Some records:
━━━━
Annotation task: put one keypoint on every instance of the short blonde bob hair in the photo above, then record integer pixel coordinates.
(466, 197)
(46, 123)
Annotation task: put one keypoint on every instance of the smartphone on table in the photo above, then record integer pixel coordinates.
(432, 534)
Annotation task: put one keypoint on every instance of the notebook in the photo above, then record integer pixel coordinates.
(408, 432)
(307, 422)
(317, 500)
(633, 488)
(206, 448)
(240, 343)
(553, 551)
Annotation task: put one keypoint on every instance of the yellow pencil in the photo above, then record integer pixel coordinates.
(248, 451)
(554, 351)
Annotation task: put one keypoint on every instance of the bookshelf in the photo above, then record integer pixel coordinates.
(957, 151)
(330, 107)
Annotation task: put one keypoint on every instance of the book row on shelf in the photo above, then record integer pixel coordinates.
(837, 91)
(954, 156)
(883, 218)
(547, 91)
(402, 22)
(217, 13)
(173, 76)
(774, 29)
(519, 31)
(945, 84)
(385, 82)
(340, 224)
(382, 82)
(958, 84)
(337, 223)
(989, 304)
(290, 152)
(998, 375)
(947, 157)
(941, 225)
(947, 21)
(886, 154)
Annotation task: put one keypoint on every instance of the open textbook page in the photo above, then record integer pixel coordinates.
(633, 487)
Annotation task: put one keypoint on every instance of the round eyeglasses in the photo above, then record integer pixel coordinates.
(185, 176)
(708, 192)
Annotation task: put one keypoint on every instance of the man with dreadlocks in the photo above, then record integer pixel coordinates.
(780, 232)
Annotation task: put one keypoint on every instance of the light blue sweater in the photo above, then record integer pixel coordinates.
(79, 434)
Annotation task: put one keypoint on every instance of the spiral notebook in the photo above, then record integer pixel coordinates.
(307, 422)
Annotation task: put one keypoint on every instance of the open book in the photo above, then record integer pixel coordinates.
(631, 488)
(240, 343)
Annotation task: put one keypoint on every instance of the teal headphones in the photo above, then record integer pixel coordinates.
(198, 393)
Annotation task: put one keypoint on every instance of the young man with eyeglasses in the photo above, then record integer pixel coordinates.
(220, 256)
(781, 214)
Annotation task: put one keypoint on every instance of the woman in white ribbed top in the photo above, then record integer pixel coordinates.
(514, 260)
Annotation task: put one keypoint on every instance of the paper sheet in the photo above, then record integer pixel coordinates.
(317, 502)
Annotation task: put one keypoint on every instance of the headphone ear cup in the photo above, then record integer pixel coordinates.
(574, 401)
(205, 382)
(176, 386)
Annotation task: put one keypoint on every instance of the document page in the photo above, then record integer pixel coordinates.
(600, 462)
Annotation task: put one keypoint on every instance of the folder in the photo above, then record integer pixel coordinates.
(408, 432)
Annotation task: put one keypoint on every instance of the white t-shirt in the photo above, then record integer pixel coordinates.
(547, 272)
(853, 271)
━━━━
▶ **Task prompt**
Nothing may be left out: return each entry exactly as it reads.

▶ **The solution**
Annotation task: put one keypoint on every instance of the short blonde bob hair in the photo above, then record integer pixel coordinates.
(466, 197)
(46, 123)
Annotation task: put one keypoint on every instance of the smartphone on table in the photo above, then record integer pixel coordinates.
(432, 534)
Annotation task: put one keypoint on every instance of the notebook in the photo above, then record integer pixel coordinates.
(408, 432)
(307, 422)
(317, 500)
(633, 488)
(206, 448)
(240, 343)
(553, 551)
Annotation task: put one keypoint on every instance of the yellow pencil in the photo above, then record integer pixel coordinates.
(248, 451)
(554, 351)
Annotation task: put one keypoint on every instance of the bookshelf in the photo above, then record integer pixel coordinates.
(957, 151)
(330, 107)
Annotation task: put one keypoint on every instance of the book row on shelf in the photo above, then record integer pixel coordinates.
(837, 91)
(954, 156)
(883, 218)
(547, 91)
(402, 22)
(217, 13)
(173, 76)
(774, 29)
(519, 31)
(945, 84)
(385, 82)
(340, 224)
(382, 82)
(958, 84)
(337, 223)
(989, 304)
(290, 152)
(998, 375)
(947, 157)
(941, 225)
(947, 21)
(886, 154)
Annotation task: put one keypoint on every instance of the open textbook page in the photo above, then record integer pixel coordinates.
(633, 487)
Annotation task: put one keypoint on every instance of the round eyeglasses in the photo above, then record integer pixel coordinates.
(185, 176)
(708, 192)
Annotation task: put one keypoint on every instance of the man with dreadlocks in the photo above, then record integer pixel coordinates.
(780, 232)
Annotation task: put one keypoint on every instance of the light blue sweater in the photo above, then record integer pixel coordinates.
(79, 434)
Annotation task: put one keypoint on every instance of the spiral notebook in the photo above, then record integer pixel coordinates.
(307, 422)
Annotation task: put one keypoint on every instance of the open book in the photo above, then record integer pixel coordinates.
(631, 488)
(240, 343)
Annotation task: put one keypoint on every instance of the teal headphones in the photo above, then record integer pixel coordinates.
(198, 393)
Annotation task: put one keypoint on every instance of the young man with eyeglasses in the photo above, then record integer pixel coordinates.
(220, 256)
(781, 214)
Annotation task: put one keypoint on every instance of the woman in white ribbed top in the photo above, then record integer pixel coordinates.
(514, 260)
Annotation task: put one keypoint on every instance of the paper sheet in the photo above, then record integer pixel coordinates.
(317, 502)
Annotation task: put one keypoint on every instance of the headphone ear cup in the photo above, then record integer pixel coordinates.
(574, 401)
(205, 382)
(176, 386)
Annotation task: put one keypoint on every instance of the document page in the photo above, then record integer pixel coordinates.
(600, 462)
Annotation task: put one keypoint on every instance of the folder in the photo above, then record integer pixel coordinates.
(408, 432)
Annotation task: put one keypoint on every instance of the white t-shirt in the photo above, then record integer pixel coordinates.
(547, 272)
(853, 271)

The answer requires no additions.